[START SUPPLIED RECORDS]

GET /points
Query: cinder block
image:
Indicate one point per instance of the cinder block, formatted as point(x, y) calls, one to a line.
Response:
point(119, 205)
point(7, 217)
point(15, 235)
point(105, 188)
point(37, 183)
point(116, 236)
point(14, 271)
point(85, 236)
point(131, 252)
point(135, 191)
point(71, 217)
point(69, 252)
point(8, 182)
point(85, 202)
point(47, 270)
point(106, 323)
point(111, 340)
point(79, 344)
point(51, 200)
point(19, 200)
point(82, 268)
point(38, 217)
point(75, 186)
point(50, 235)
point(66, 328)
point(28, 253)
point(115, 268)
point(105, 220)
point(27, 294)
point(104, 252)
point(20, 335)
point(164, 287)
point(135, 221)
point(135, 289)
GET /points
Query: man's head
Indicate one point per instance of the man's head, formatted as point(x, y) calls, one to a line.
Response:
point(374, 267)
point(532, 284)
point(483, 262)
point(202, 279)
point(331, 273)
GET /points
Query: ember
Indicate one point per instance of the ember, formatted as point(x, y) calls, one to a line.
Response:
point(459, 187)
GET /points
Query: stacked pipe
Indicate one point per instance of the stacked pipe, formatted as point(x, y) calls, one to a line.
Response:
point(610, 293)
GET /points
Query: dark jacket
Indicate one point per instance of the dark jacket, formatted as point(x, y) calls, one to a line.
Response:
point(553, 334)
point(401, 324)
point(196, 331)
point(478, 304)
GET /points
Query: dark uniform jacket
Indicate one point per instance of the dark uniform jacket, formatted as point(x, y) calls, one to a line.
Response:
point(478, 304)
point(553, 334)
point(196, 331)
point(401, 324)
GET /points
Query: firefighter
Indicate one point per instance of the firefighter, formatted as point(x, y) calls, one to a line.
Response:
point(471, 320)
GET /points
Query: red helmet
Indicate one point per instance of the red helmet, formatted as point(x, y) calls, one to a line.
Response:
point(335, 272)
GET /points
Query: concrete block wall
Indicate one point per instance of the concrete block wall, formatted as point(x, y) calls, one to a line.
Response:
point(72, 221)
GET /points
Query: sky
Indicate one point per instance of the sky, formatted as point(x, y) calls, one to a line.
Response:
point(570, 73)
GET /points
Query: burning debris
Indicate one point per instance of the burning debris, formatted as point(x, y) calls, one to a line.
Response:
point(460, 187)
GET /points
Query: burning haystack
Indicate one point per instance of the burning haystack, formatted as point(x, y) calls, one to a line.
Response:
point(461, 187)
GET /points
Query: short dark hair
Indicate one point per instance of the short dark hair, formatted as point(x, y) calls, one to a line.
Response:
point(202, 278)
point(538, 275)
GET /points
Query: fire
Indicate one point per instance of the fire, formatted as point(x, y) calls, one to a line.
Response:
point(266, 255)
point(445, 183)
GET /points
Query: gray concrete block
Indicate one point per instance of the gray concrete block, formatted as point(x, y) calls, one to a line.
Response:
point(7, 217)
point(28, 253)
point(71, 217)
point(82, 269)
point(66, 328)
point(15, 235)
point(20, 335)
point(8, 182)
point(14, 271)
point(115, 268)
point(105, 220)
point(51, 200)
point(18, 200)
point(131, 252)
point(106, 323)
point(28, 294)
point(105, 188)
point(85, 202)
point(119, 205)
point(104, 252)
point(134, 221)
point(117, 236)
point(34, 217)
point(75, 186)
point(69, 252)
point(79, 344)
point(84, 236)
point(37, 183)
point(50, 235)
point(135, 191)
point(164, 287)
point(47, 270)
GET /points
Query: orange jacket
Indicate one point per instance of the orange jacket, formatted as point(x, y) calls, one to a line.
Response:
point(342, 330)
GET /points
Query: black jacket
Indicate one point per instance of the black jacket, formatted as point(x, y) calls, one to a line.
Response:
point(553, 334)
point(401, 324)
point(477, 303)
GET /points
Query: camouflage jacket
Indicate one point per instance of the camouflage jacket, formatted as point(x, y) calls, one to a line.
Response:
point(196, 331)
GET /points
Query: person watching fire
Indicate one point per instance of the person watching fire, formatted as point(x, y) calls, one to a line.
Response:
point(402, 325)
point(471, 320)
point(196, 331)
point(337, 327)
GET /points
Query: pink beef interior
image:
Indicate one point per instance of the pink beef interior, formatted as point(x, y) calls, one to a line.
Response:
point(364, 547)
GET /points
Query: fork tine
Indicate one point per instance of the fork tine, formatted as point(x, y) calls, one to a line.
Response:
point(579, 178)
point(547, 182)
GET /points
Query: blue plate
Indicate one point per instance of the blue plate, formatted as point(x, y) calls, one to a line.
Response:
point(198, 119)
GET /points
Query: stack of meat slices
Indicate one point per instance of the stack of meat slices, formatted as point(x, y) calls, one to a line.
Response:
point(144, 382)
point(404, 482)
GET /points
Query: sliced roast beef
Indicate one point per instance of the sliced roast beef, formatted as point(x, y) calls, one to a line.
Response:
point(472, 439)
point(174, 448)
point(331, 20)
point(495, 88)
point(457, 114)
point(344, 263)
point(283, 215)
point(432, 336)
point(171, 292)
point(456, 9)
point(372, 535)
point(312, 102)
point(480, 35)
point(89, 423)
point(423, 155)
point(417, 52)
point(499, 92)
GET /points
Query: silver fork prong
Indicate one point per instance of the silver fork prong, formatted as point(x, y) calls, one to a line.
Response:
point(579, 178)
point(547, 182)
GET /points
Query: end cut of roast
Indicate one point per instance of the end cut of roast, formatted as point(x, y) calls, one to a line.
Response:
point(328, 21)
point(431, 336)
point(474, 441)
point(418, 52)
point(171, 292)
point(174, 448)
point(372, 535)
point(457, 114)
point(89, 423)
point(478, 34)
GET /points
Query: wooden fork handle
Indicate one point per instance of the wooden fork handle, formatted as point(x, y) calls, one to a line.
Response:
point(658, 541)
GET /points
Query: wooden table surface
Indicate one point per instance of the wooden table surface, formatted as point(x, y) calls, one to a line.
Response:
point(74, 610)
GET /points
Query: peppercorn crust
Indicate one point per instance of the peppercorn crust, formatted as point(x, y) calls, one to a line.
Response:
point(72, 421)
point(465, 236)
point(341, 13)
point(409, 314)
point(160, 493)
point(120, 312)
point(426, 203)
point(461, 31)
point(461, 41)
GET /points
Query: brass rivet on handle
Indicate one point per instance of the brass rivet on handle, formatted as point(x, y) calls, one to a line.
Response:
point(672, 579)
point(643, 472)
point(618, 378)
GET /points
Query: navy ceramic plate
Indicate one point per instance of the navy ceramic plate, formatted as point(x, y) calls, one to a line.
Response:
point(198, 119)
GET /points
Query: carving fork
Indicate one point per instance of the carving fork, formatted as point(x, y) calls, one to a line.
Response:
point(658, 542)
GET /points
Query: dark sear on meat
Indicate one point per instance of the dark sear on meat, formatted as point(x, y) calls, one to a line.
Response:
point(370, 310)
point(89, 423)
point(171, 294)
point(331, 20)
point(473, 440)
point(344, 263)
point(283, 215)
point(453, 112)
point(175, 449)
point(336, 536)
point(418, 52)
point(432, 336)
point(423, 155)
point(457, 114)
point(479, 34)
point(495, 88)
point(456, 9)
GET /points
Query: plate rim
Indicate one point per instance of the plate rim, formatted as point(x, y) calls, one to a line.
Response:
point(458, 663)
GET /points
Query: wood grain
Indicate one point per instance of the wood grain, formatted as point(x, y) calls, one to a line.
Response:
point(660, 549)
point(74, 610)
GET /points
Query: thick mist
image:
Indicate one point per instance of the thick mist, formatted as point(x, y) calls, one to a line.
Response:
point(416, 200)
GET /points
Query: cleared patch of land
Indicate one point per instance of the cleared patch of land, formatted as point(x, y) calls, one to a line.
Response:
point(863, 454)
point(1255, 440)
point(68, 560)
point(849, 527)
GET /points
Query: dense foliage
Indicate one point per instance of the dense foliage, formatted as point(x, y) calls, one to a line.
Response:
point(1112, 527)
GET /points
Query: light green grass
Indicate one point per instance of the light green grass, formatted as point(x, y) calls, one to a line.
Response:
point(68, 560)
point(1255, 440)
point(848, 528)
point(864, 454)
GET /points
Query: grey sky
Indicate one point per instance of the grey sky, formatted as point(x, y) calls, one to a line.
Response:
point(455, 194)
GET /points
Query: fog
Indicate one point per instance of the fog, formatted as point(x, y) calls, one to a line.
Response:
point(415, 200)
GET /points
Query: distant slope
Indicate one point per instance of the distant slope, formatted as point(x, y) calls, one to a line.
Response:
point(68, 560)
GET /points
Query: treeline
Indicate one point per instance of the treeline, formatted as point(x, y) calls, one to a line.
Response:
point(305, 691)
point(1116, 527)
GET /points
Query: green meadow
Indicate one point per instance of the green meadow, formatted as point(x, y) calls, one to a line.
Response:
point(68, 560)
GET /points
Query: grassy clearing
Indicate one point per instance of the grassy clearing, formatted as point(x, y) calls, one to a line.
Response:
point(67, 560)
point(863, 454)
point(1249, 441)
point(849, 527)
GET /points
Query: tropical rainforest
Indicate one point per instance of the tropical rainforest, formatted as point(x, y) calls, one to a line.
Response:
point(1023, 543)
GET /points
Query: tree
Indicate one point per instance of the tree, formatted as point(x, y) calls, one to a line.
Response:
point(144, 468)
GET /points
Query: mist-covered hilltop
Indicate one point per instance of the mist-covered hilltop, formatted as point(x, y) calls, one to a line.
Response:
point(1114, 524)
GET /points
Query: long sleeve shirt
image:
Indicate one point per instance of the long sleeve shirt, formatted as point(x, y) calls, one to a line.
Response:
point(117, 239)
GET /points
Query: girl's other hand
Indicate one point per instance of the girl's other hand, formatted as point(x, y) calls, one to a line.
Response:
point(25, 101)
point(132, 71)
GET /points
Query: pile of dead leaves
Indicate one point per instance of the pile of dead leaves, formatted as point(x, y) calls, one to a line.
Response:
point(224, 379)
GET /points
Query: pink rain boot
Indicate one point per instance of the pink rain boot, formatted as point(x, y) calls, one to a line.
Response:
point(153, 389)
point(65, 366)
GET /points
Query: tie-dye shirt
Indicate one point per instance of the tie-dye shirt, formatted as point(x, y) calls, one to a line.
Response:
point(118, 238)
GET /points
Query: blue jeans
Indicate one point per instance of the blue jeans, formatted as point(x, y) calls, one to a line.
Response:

[END SUPPLIED RECORDS]

PROBLEM STATEMENT :: Express the material as a Markdown table with the columns "Row" and "Entry", from the first line through the line containing "point(135, 289)", both included. Put a row number and one line in each row, and leave out any blank lines.

SOLUTION TO THE EXERCISE ::
| Row | Entry |
|---|---|
| 1 | GET /points |
| 2 | Query: cinder block |
| 3 | image: |
| 4 | Indicate one point per instance of the cinder block, formatted as point(x, y) calls, one to a line. |
| 5 | Response: |
| 6 | point(119, 205) |
| 7 | point(7, 217) |
| 8 | point(15, 235) |
| 9 | point(105, 188) |
| 10 | point(37, 183) |
| 11 | point(116, 236) |
| 12 | point(14, 271) |
| 13 | point(85, 236) |
| 14 | point(131, 252) |
| 15 | point(135, 191) |
| 16 | point(71, 217) |
| 17 | point(69, 252) |
| 18 | point(8, 182) |
| 19 | point(85, 202) |
| 20 | point(47, 270) |
| 21 | point(106, 323) |
| 22 | point(111, 340) |
| 23 | point(79, 344) |
| 24 | point(51, 200) |
| 25 | point(19, 200) |
| 26 | point(82, 268) |
| 27 | point(38, 217) |
| 28 | point(75, 186) |
| 29 | point(50, 235) |
| 30 | point(66, 328) |
| 31 | point(28, 253) |
| 32 | point(115, 268) |
| 33 | point(105, 220) |
| 34 | point(27, 294) |
| 35 | point(104, 252) |
| 36 | point(20, 335) |
| 37 | point(164, 287) |
| 38 | point(135, 221) |
| 39 | point(135, 289) |